• _Data supplied_:
● ● ● ● ● ● ●

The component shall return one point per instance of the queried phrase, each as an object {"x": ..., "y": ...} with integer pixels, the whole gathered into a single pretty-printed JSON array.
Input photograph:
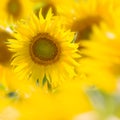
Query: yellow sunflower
[
  {"x": 12, "y": 10},
  {"x": 86, "y": 13},
  {"x": 44, "y": 49},
  {"x": 55, "y": 5},
  {"x": 103, "y": 58}
]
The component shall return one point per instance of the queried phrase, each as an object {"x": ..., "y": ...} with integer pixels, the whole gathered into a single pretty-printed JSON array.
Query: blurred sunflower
[
  {"x": 85, "y": 14},
  {"x": 12, "y": 10},
  {"x": 41, "y": 51},
  {"x": 57, "y": 106},
  {"x": 56, "y": 5},
  {"x": 106, "y": 58}
]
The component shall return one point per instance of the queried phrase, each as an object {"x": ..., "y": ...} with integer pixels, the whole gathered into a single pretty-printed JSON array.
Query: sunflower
[
  {"x": 56, "y": 5},
  {"x": 42, "y": 52},
  {"x": 102, "y": 53},
  {"x": 87, "y": 13},
  {"x": 12, "y": 10},
  {"x": 5, "y": 54}
]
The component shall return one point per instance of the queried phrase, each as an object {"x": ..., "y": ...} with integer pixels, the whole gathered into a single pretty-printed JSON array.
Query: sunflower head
[{"x": 42, "y": 50}]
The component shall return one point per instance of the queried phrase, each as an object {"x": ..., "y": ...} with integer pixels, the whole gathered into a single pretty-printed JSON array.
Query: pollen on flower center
[
  {"x": 43, "y": 50},
  {"x": 14, "y": 8},
  {"x": 84, "y": 27}
]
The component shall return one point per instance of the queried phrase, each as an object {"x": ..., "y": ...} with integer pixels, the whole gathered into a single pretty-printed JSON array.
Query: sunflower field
[{"x": 60, "y": 60}]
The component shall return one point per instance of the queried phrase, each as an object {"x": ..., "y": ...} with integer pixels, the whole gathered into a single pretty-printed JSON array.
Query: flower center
[
  {"x": 14, "y": 8},
  {"x": 84, "y": 27},
  {"x": 44, "y": 50},
  {"x": 5, "y": 54}
]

● ● ● ● ● ● ●

• _The request_: Quote every record above exactly, omitting any pictures they contain.

• _Reply_:
The component shall return one point per instance of the queried phrase, each as an object {"x": ..., "y": ...} with integer pixels, the whole gathered into a single pretty-printed JSON array.
Input photograph:
Query: yellow sunflower
[
  {"x": 12, "y": 10},
  {"x": 86, "y": 13},
  {"x": 44, "y": 49},
  {"x": 55, "y": 5},
  {"x": 103, "y": 58}
]
The component shall return one point per instance of the queried phrase, each as an object {"x": ..., "y": ...} with integer pixels, the whole gathered into a single pretty-printed JSON array.
Query: blurred sunflower
[
  {"x": 85, "y": 14},
  {"x": 12, "y": 10},
  {"x": 41, "y": 51},
  {"x": 57, "y": 106},
  {"x": 56, "y": 5},
  {"x": 106, "y": 58}
]
The component shall return one point per instance of the queried phrase, each as an object {"x": ..., "y": ...} with integer pixels, the whole gathered into a single pretty-printed JSON array.
Query: sunflower
[
  {"x": 56, "y": 5},
  {"x": 42, "y": 52},
  {"x": 102, "y": 53},
  {"x": 87, "y": 13},
  {"x": 12, "y": 10},
  {"x": 5, "y": 54}
]
The component shall return one point per instance of the queried phrase, each as an object {"x": ..., "y": ...} with integer pixels, the whole gathered into a single pretty-printed JSON array.
Query: sunflower head
[{"x": 42, "y": 50}]
The component shall return one point per instance of the queried phrase, each as an object {"x": ..., "y": ...} with integer pixels, the whole gathered into a single pretty-printed JSON array.
Query: pollen on flower center
[
  {"x": 43, "y": 50},
  {"x": 14, "y": 8},
  {"x": 84, "y": 27}
]
The component shall return one point per instance of the queried phrase, each as an object {"x": ..., "y": ...} with integer pixels, the whole gathered into a single pretty-printed JSON array.
Query: sunflower field
[{"x": 60, "y": 60}]
The component shall return one point per instance of the queried phrase, each as an object {"x": ..., "y": ...} with integer pixels, the whole gathered into a single pretty-printed JSON array.
Query: flower center
[
  {"x": 14, "y": 8},
  {"x": 84, "y": 27},
  {"x": 44, "y": 50},
  {"x": 5, "y": 54}
]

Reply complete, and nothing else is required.